Task details
Rewrite the rows below, from the first one through the line containing "top-left (1094, 499), bottom-right", substituting "Include every match" for every "List all matches" and keeping everything else the same.

Material provided
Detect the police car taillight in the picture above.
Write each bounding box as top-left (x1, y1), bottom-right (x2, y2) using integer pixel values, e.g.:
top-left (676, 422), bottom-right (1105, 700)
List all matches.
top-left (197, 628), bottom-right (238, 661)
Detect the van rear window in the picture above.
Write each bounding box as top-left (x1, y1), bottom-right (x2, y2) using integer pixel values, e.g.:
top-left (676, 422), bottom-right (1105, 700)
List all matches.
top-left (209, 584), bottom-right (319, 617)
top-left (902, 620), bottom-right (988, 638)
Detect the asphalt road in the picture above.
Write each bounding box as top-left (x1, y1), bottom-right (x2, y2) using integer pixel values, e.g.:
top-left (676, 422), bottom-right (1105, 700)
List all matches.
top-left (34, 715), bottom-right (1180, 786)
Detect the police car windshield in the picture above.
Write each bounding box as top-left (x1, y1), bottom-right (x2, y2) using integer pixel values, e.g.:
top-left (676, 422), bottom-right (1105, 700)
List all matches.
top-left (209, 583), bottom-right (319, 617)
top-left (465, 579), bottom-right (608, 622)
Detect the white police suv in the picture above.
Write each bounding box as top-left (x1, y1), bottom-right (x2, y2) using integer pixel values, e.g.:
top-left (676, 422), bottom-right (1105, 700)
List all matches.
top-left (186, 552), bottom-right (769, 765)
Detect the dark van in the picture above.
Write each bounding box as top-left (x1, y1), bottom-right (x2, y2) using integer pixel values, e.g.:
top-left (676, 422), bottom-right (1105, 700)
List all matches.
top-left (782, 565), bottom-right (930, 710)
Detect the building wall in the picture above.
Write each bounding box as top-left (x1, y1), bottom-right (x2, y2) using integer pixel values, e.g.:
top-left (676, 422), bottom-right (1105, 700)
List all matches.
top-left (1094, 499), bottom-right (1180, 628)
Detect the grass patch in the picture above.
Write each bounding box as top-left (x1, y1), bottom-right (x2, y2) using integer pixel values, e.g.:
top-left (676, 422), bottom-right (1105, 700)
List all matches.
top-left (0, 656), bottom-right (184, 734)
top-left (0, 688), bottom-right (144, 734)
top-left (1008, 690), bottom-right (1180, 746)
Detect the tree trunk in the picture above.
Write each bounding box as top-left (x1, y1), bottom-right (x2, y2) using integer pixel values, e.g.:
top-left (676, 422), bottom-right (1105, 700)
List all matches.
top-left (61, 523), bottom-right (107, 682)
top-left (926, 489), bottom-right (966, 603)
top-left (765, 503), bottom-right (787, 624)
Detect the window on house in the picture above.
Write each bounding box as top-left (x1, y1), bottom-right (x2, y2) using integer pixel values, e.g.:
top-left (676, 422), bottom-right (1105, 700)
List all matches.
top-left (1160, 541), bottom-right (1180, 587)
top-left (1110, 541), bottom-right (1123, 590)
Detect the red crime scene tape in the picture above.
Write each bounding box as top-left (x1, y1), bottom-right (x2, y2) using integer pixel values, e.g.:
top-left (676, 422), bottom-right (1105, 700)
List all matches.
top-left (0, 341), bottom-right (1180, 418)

Result below
Detect the police car taillight in the picture above.
Write each bounding box as top-left (x1, y1), bottom-right (x2, y2) using integer pixel values, e.g.:
top-left (676, 422), bottom-right (1105, 700)
Include every match.
top-left (197, 628), bottom-right (238, 661)
Detect the van rear window in the picture above.
Write each bounding box as top-left (x1, y1), bottom-right (x2, y2) using integer pixel values, e.g.:
top-left (676, 422), bottom-right (1105, 700)
Include every match.
top-left (209, 584), bottom-right (319, 617)
top-left (902, 620), bottom-right (988, 638)
Detect the asphalt road in the picture above.
Write each bounding box as top-left (x1, y1), bottom-right (x2, y2) using integer pixel values, e.g.:
top-left (676, 422), bottom-right (1105, 700)
Include every match.
top-left (34, 715), bottom-right (1180, 786)
Detect the police car windshield in the picture above.
Write each bounding box as top-left (x1, y1), bottom-right (x2, y2) using integer pixel values, e.g.:
top-left (676, 422), bottom-right (1105, 700)
Include every match.
top-left (209, 583), bottom-right (319, 617)
top-left (465, 579), bottom-right (608, 622)
Detect the white police suv in the picture above.
Write each bounding box as top-left (x1, y1), bottom-right (x2, y2) using integer pixel values, e.g.:
top-left (676, 422), bottom-right (1105, 700)
Include every match.
top-left (186, 552), bottom-right (769, 765)
Detect the dark van in the picture above.
Write each bounding box as top-left (x1, y1), bottom-right (x2, y2) using integer pixel values, e.g.:
top-left (676, 422), bottom-right (1105, 700)
Include every match.
top-left (782, 565), bottom-right (930, 710)
Detect the building wall in the picture above.
Write each bounding box as top-left (x1, y1), bottom-right (x2, y2) using integer pixel values, e.g.:
top-left (676, 422), bottom-right (1105, 700)
Include every match.
top-left (1094, 499), bottom-right (1180, 628)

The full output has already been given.